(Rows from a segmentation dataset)
+ + +
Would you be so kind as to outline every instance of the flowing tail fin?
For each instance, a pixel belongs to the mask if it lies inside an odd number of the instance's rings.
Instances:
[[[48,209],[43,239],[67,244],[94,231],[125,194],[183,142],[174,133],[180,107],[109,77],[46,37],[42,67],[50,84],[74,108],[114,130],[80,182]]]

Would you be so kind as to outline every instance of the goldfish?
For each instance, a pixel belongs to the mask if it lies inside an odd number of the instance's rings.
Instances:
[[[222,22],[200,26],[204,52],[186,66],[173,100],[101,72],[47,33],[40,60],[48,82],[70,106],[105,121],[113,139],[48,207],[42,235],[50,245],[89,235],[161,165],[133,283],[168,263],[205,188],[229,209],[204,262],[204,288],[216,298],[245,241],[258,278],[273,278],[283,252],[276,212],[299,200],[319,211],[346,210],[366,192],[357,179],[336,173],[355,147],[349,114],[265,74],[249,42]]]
+ + +
▸ **What you should do**
Retype every one of these lines word for word.

▸ **Expected answer**
Would you be so kind as to outline every instance of the flowing tail fin?
For each instance, a pixel belongs to the mask if it lies inside an odd number of the instance's rings.
Instances:
[[[48,209],[43,239],[67,244],[94,231],[125,194],[183,142],[174,133],[180,107],[109,77],[46,37],[42,67],[50,84],[74,108],[114,130],[80,182]]]

Would you be so kind as to outline every instance of the goldfish?
For each instance, a pixel belongs to the mask if it lies inside an odd number of the instance's rings.
Instances:
[[[222,22],[200,26],[204,52],[186,66],[173,100],[101,72],[47,33],[40,60],[48,82],[70,106],[105,121],[113,139],[48,207],[42,235],[50,245],[89,235],[161,165],[133,283],[168,263],[205,188],[229,209],[204,262],[204,288],[216,298],[245,241],[258,278],[273,278],[283,252],[276,212],[299,200],[319,211],[346,210],[366,192],[357,179],[336,173],[355,147],[349,114],[265,74],[249,42]]]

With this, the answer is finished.